= Aim =
Extract every line of the material below and reproduce it faithfully.

Stored entries:
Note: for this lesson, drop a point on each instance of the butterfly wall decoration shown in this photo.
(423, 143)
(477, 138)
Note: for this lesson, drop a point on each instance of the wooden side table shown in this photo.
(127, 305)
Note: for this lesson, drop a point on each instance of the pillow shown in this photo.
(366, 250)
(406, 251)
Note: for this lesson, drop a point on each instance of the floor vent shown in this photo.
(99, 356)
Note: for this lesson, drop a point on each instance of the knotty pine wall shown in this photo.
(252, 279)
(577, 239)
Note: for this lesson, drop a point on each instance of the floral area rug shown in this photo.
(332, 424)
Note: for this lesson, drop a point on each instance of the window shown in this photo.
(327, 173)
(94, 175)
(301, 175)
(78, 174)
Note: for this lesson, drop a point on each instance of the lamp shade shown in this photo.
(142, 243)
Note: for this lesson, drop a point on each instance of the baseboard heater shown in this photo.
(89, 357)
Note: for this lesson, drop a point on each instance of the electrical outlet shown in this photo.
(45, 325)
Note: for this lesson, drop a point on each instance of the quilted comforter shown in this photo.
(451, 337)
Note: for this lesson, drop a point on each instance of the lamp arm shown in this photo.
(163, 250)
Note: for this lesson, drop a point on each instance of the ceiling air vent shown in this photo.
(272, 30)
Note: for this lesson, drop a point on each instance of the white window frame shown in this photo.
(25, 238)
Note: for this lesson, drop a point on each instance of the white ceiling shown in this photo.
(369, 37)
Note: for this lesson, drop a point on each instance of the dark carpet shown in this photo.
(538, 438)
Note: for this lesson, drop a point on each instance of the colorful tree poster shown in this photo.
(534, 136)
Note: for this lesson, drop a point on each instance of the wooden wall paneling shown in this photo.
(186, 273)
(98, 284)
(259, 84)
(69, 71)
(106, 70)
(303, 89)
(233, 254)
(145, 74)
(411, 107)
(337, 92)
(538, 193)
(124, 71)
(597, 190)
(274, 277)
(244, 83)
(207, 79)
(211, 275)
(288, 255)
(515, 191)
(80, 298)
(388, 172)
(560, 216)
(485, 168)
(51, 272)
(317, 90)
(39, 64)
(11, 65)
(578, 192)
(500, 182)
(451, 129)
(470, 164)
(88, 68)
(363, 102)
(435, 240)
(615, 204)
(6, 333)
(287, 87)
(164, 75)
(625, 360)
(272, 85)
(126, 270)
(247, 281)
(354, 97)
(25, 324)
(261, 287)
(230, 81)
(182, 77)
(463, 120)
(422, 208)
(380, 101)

= Task response =
Note: for this lesson, drop a point on each instance of the butterfly wall decoration shown in this photo.
(423, 143)
(477, 138)
Note: for this lesson, drop a point on each instance of the wooden side table shown in this photo.
(127, 305)
Note: for this lesson, drop a point on each instance of the pillow shown in this photo.
(366, 250)
(406, 251)
Note: for this lesson, drop a point on each instance of the floor vent shown in this photo.
(99, 356)
Note: for this lesson, drop a point on each instance of the knotty pine wall shown in this photo.
(252, 279)
(577, 239)
Note: for this lesson, drop a point on each instance of the floral area rug shown in this photo.
(332, 424)
Note: for this lesson, drop a point on each instance of the window shown in this photo.
(327, 173)
(94, 175)
(301, 175)
(78, 174)
Note: for this lesson, drop a point on each instance of the lamp shade shown in this photo.
(142, 243)
Note: for this lesson, drop a point on each instance of the baseboard heater shown in this photo.
(89, 357)
Note: for this lesson, drop a point on each instance of the electrical outlet shown in this photo.
(45, 325)
Note: for this lesson, drop a point on each instance of the quilted comforter shown in this photo.
(451, 337)
Note: for this lesson, drop a point on each instance of the lamp arm shown in this photo.
(163, 250)
Note: for this lesson, drop a point on each instance of the ceiling air vent shown in this photo.
(272, 30)
Note: for this lesson, drop a point on each instance of the white window frame shown in this photo.
(25, 238)
Note: for this lesson, drop a point on each instance of the white ceiling shown in this photo.
(369, 37)
Note: for this lesson, drop a point on each instance of the dark carpet shown in this photo.
(538, 438)
Note: for this lesson, drop a point on each instance of the colorful tree poster shown in this photo.
(534, 136)
Note: for this lesson, drop a point on each instance of the wooden wall paneling shown in this photo.
(186, 273)
(98, 284)
(259, 84)
(69, 71)
(106, 70)
(303, 89)
(233, 254)
(145, 74)
(411, 107)
(337, 92)
(538, 193)
(124, 71)
(597, 190)
(274, 277)
(244, 83)
(207, 79)
(211, 275)
(288, 255)
(515, 191)
(80, 298)
(388, 172)
(560, 216)
(485, 168)
(51, 272)
(317, 90)
(39, 64)
(11, 65)
(578, 192)
(500, 182)
(451, 129)
(470, 164)
(88, 68)
(363, 102)
(435, 240)
(615, 204)
(6, 333)
(287, 87)
(164, 75)
(625, 360)
(272, 85)
(126, 270)
(247, 281)
(354, 97)
(25, 324)
(261, 287)
(230, 81)
(182, 77)
(463, 120)
(422, 208)
(380, 101)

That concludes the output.